# New model Beamswork 3W full spectrum LED



## jeffkrol (Jun 5, 2013)

Interesting find on the Beamswork..
Surprised topdogsellers doesn't carry it.

Not sure if the diode "colors" listed are correct.
for one, though skimpy evidence, pic shows RGB diodes not VBG..
In those ratios that would be a horrible FW color..

Of course w/ channel control not much of an issue.
26:8:9:9 ratio 
W:R:G:B(V) wouldn't be a bad start..


----------



## varanidguy (Sep 8, 2017)

Have you thought of the Fluval 3.0? How much PAR are you looking for at the substrate?


Sent from my iPhone using Tapatalk


----------



## Joshism (Nov 26, 2015)

Here's a copy and paste of some more information on that Beamswork MHR LED:

SUPPORT 110-240V/50-60HZ. 
60"-72"(150-180CM) MHR LED light 264W remote dimmable colorful time cycle

3W*88PCS(White Day LED bulbs 40pcs+Blue LED bulbs 24pcs+Violet LED bulbs 12pcs+Green LED bulbs 12pcs),10000 Lumens

30cm extra extend, fits to 150-180cm fish tank
Optional cooling fans and hanging kits are also available for future add ons

Features:
Dimenision147cmL x 22.1cm Wx 3.1cm H
Extend brackets, add 1.5cm in height, 30cm extendable
Black, non corrosive powder coated aluminum housing
264W total wattage
100V - 240V
10000 Lumen
Splash guard


----------



## jeffkrol (Jun 5, 2013)

> * MIXING LIST
> ----------------------------------------
> LED Violet (420nm) [120°] x12
> LED Blue (470nm) [120°] x24
> ...





> * MIXING LIST
> ----------------------------------------
> LED Violet (420nm) [120°] x12
> LED Blue (470nm) [120°] x24
> ...


On paper..it's still wrong..

add red for violet


> * MIXING LIST
> ----------------------------------------
> LED Blue (470nm) [120°] x24
> LED Green (530nm) [120°] x12
> ...
☆ ☆ ☆ ☆
What you need to do:
a) Rewrite the Beamswork LED thread between "Surprised topdogsellers doesn't" and "a bad start..", inclusive, replacing "channel control" with "per-channel dimming".
b) Answer these questions about the Beamswork LED thread:
(i) What is the total wattage of the Beamswork MHR LED light?
(ii) How many violet LED bulbs does the MHR LED light have?
(iii) Which Fluval model is suggested in the thread?
☆ ☆ ☆ ☆
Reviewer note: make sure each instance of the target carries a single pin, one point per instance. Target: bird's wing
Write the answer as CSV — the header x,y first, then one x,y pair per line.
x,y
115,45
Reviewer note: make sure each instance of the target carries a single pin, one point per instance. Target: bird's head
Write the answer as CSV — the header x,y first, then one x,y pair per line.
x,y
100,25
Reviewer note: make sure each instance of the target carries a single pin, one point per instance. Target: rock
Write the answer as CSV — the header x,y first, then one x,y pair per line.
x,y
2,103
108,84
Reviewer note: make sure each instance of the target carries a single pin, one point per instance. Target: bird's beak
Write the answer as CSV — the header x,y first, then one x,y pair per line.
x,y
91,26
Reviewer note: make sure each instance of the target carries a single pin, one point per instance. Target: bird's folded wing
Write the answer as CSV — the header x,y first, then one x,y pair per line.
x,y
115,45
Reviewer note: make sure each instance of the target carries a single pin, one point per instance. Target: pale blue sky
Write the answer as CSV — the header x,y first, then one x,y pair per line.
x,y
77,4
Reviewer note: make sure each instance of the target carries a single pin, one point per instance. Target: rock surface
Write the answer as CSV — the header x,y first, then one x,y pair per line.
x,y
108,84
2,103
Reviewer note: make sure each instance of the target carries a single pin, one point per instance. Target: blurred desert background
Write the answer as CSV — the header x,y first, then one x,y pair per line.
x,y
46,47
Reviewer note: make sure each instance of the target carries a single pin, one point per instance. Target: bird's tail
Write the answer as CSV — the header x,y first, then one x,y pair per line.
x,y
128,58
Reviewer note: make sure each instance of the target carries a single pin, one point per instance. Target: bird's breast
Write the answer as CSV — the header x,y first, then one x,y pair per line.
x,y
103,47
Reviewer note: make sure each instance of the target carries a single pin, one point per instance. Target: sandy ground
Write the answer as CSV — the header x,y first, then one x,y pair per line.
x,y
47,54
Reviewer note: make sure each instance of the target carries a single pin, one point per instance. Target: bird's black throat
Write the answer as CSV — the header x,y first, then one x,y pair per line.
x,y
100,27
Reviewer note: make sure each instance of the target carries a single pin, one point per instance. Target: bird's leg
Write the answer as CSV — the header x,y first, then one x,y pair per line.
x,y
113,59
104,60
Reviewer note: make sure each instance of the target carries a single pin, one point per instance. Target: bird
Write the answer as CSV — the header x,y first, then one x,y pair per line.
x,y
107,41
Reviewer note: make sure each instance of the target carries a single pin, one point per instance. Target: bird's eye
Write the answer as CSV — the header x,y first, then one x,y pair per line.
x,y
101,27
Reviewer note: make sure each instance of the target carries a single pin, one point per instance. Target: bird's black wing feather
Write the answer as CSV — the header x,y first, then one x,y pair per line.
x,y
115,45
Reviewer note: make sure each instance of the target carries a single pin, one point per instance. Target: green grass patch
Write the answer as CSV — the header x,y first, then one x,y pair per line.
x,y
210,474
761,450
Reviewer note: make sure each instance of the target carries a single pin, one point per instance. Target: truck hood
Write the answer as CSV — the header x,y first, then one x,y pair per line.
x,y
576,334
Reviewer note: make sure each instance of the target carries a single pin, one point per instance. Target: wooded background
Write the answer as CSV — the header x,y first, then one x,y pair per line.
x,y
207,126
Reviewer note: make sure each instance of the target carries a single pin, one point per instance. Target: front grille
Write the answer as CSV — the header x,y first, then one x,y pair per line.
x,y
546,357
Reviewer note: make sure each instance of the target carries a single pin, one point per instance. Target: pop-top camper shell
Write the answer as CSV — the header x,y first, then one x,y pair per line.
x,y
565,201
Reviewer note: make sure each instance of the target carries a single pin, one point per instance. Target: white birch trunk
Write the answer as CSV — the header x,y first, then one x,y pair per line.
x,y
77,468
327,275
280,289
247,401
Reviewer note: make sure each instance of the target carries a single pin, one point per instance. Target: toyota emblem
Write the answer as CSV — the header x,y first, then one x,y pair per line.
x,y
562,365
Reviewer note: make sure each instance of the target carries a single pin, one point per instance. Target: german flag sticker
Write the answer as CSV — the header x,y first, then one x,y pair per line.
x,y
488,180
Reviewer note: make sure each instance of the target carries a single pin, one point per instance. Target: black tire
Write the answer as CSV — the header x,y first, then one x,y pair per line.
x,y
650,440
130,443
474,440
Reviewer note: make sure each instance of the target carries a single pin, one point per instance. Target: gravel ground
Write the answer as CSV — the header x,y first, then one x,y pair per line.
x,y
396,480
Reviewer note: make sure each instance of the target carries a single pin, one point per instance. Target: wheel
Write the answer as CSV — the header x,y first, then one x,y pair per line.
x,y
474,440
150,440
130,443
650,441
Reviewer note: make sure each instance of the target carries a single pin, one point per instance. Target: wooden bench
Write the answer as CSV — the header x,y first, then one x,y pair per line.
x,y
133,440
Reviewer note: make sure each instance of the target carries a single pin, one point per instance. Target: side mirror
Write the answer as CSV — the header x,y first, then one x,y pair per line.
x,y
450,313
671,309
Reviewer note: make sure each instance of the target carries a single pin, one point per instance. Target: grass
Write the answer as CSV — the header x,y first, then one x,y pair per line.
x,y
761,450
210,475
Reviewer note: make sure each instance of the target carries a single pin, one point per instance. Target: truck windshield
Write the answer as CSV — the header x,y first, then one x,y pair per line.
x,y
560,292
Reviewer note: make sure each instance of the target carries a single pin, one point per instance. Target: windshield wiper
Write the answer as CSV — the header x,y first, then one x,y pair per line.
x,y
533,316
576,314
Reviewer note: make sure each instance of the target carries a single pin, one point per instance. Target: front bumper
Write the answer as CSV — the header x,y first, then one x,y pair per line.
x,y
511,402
☆ ☆ ☆ ☆
Problem solutions:
a)
Surprised topdogsellers doesn't carry it.

Not sure if the diode "colors" listed are correct.
for one, though skimpy evidence, pic shows RGB diodes not VBG..
In those ratios that would be a horrible FW color..

Of course w/ per-channel dimming not much of an issue.
26:8:9:9 ratio 
W:R:G:B(V) wouldn't be a bad start..

b)
(i) 264W
(ii) 12
(iii) The Fluval 3.0